* Description of the task: Your answer must be the exact lines from the one holding "Each instance receives one keypoint. Mark the metallic" through the final line of the records below, both included, and nothing more.

(Stored data)
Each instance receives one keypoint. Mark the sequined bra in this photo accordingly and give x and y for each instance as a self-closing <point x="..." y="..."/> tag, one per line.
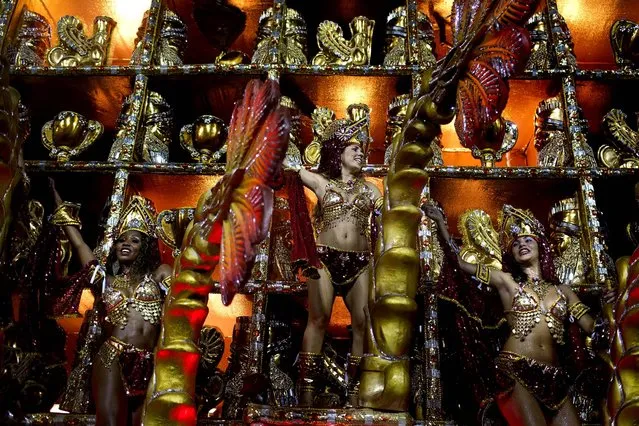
<point x="334" y="209"/>
<point x="526" y="313"/>
<point x="146" y="299"/>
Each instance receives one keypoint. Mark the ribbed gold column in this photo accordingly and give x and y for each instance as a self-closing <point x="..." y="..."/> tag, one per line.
<point x="385" y="382"/>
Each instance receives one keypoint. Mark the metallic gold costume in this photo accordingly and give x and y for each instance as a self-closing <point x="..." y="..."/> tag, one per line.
<point x="548" y="384"/>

* Task solution:
Each instance receives one keypoint. Mark the metallic gold costume in this photo accordingly and give x and y for each instance as a self-closing <point x="..." y="..."/> tag, one per line.
<point x="548" y="384"/>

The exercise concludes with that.